What the task requires -
Update the items below by changing every "green backpack" to "blue backpack" and leaving all other text as it is.

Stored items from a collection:
=======

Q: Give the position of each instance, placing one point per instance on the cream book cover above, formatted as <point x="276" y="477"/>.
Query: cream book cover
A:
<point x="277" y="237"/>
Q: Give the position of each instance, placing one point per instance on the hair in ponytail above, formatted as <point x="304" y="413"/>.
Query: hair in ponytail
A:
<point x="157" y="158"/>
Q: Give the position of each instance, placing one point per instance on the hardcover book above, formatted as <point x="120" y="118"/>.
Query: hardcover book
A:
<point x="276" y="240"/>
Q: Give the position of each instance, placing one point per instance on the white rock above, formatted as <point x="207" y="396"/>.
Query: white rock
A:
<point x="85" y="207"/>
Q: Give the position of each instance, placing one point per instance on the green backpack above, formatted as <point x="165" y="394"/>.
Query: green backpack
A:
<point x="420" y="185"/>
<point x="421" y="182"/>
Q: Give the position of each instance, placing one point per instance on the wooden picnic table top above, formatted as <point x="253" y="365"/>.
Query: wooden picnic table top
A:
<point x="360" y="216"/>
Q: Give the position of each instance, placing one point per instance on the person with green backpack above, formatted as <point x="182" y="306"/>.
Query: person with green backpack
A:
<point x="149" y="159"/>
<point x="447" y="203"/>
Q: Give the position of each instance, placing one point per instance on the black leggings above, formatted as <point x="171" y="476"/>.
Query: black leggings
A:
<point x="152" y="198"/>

=======

Worked solution -
Q: Give the position of each instance, placing one point per instance on the cream book cover above, formatted as <point x="276" y="477"/>.
Query: cream book cover
A:
<point x="277" y="237"/>
Q: Give the position of each instance, placing one point per instance on the hair in ponytail above, formatted as <point x="304" y="413"/>.
Query: hair in ponytail
A:
<point x="157" y="158"/>
Q: Give the position of each instance, placing one point per instance on the hardcover book above, formatted as <point x="120" y="118"/>.
Query: hardcover book
A:
<point x="276" y="240"/>
Q: Give the position of each instance, placing one point per instance on the white rock above, formatted as <point x="207" y="396"/>.
Query: white rock
A:
<point x="85" y="207"/>
Q: Give the position of each instance, placing one point per instance on the blue backpack above, formatted as <point x="165" y="394"/>.
Query: blue backpack
A:
<point x="420" y="185"/>
<point x="421" y="182"/>
Q: Give the position of each instance, placing one point per instance on the wooden picnic table top above, formatted as <point x="253" y="365"/>.
Query: wooden picnic table top
A:
<point x="360" y="216"/>
Q: Give the position of each instance, placing one point per instance on the person with blue backpack above, formatted as <point x="182" y="306"/>.
Query: person with blue backpack
A:
<point x="149" y="159"/>
<point x="447" y="203"/>
Q: Give the position of each instance, placing one point per instance on the black leggings above, formatted as <point x="171" y="476"/>.
Query: black leggings
A:
<point x="152" y="198"/>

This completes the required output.